**DESCRIPTION OF THE TASK**
Switch every "endpoint" in the data below to "service", and reproduce all other text unchanged.

[Box-labeled dataset extracts]
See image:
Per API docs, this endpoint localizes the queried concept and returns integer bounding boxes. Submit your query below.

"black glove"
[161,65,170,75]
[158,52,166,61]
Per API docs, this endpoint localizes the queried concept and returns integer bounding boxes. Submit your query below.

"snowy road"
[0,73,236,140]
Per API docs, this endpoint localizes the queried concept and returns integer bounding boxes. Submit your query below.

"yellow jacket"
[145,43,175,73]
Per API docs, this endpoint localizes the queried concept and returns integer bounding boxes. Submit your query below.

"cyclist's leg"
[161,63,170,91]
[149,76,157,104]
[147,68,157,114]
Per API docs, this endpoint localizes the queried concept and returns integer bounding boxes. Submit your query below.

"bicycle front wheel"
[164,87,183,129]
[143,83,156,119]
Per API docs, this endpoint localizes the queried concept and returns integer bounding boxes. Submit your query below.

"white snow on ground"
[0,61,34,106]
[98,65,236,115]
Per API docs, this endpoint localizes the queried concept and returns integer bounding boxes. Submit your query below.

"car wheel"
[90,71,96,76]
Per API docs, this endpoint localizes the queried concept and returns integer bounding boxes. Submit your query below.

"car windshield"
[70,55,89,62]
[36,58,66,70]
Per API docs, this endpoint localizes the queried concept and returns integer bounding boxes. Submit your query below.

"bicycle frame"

**EXPECTED ANSWER**
See image:
Per API docs, this service localizes the queried concept and returns integer bounding boxes. Submit your query below.

"black glove"
[161,65,170,75]
[158,52,166,61]
Per API docs, this service localizes the queried concept and returns integer bounding boxes. Submit your query below.

"snowy road"
[0,73,236,140]
Per API docs, this service localizes the queried concept and returns integer bounding boxes. Submit your query below.

"yellow jacket"
[145,43,175,73]
Per API docs, this service localizes the queried concept and returns integer bounding boxes. Submit your query below.

"cyclist's leg"
[161,63,170,91]
[149,76,157,104]
[147,68,157,114]
Per API docs, this service localizes the queried concept and returns integer bounding boxes. Submit your query below.

"bicycle front wheel"
[164,87,183,129]
[143,83,156,119]
Per API docs, this service localizes the queried concept and returns integer bounding boxes. Submit your query below.

"white snow on ground"
[0,61,34,106]
[98,65,236,115]
Per API docs, this service localizes the queried concept and returns integer bounding boxes. Submit your query below.

"car wheel"
[90,71,96,76]
Per API docs, this service localizes the queried concept and returns integer bounding boxes. Submit your query below.

"car windshield"
[70,55,89,62]
[36,58,66,70]
Per API docs, this service localizes the queried concept and returns integer bounding boxes. Submit your query below.

"bicycle frame"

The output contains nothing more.